::: EXTRACT TO READ :::
Paul is captured and thrown into a barn, where he is reunited with Vicki, Ezequiel, and Barbara. The three plan to escape, but the attempt is foiled. The traumatized Vicki, having been impregnated by Dagon, kills herself. Paul and Ezequiel are chained up in a butchery and offered the last chance to worship Dagon, which they refuse. Paul apologizes to Ezequiel, who thanks Paul for helping him to remember his parents. Paul helplessly watches as the cult flays Ezequiel alive while the captives recite the 23rd Psalm together.

Uxia talks down the cult and saves Paul. He offers to stay in exchange for Barbara's release, but Uxia insists that Barbara must bear Dagon's child. When Paul seems to concede, Uxia tells the priest of Dagon to make arrangements for their marriage. After Uxia leaves, Paul kills the guards and the priest and escapes.

When Paul reaches the church, he discovers a hidden passage leading to an underground ritual chamber. As a congregation of Imbocans watches, Uxia offers a naked Barbara - who is wearing golden ceremonial jewelry - handcuffed and shackled to a trapeze to Dagon, lowering her into a deep pit leading to the sea. Paul sets several cultists on fire and winches Barbara back up. Barbara, having lost her mind to Dagon, begs him to let her go because she is pregnant. Paul refuses and he tries to untie Barbara, but he doesn't have the key to her handcuffs. Two large tentacles emerge from the water in the pit below and drag Barbara down into the water, leaving only her severed hands behind on the trapeze.

The uninjured Imbocans attack Paul and attempt to beat him to death, but are halted by Uxia and a monstrously deformed Imbocan, who is revealed to be Xavier Cambarro; Uxia and Paul's father. Uxia explains that Paul's human mother escaped from Imboca years ago after being impregnated by Xavier, but now that Paul has returned, he will be her lover and they will dwell with Dagon and Barbara, who has now become his newly married bride. Trapped and shocked that he has been an abomination all along, Paul attempts to set himself on fire. Uxia grabs him and dives into the water, at which point, Paul sprouts gills on his chest. With no other option left, Paul embraces his fate and follows Uxia down into Dagon's undersea lair.

==Production==
Stuart Gordon and Dennis Paoli began developing an adaptation of The Shadow over Innsmouth by H. P. Lovecraft in 1985 and it was intended to be Gordon's follow-up to Re-Animator after a Voodoo themed project the two had developed - titled Gris Gris - failed to find traction. Gordon and producer Brian Yuzna came close to setting up the film at Full Moon Features in the '90s, but this fell through as according to producer Charles Band:

We were unable to get The Shadow over Innsmouth because the budget on it was too high. It didn't fit into your horror movie niche, it was a bigger project and it was so strange. What people kept saying to us was that if it was about vampires or werewolves, you would have no problem here, but since this is about people turning into fish, this is a little bit too weird for us to be able to put this kind of money into the project. Well, to me, that's what makes this interesting. You haven't seen this before.
:::
▶ BRIEF A
Please find every line of the records that contains the string "photos", with case counting toward a match.
The film summary above and the records that come next are separate material.
::: MATERIAL FOR THIS EXERCISE :::
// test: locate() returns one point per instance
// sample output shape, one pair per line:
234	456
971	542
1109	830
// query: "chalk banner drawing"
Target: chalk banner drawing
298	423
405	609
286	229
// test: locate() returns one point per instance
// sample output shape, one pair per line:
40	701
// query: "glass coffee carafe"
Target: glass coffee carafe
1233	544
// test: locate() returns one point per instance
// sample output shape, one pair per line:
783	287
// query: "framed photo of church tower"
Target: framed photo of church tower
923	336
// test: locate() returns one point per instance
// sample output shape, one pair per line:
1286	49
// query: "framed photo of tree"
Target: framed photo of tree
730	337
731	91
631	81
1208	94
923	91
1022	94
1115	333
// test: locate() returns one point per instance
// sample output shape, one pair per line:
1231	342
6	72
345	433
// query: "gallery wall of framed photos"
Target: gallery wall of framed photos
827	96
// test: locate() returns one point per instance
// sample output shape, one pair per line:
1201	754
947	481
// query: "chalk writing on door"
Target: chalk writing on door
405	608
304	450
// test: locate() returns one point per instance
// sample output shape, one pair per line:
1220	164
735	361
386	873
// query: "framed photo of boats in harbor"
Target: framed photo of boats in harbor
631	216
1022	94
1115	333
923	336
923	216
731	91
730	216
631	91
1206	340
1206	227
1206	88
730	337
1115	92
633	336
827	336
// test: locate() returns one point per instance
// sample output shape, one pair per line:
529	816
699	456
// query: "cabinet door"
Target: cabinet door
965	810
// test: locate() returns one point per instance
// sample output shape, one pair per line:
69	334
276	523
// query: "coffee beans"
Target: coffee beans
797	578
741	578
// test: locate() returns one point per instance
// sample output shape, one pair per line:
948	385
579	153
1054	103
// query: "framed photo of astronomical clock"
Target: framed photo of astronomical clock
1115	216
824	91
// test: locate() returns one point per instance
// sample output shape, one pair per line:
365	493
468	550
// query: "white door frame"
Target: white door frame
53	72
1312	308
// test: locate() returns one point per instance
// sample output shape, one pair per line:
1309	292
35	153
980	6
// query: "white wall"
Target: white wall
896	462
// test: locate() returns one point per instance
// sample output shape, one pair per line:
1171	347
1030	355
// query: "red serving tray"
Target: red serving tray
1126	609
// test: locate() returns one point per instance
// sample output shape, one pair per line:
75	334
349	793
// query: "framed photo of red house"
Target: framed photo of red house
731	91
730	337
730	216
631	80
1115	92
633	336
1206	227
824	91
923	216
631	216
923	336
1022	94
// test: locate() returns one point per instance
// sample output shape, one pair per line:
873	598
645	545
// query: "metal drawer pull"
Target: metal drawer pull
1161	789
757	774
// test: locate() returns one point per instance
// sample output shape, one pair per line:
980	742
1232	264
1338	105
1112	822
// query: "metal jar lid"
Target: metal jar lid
:::
▶ BRIEF B
For the film summary, say whether each statement agrees with it, answering yes or no and quoting the deciding words: (i) Vicki kills herself after being impregnated by Dagon; (ii) Gordon and Paoli began developing the adaptation in 1990; (iii) Paul has the key to Barbara's handcuffs.

▶ WRITTEN ANSWER A
// query: "gallery wall of framed photos"
Target: gallery wall of framed photos

▶ WRITTEN ANSWER B
(i) Yes: "The traumatized Vicki, having been impregnated by Dagon, kills herself."
(ii) No: "began developing an adaptation of The Shadow over Innsmouth by H. P. Lovecraft in 1985"
(iii) No: "but he doesn't have the key to her handcuffs."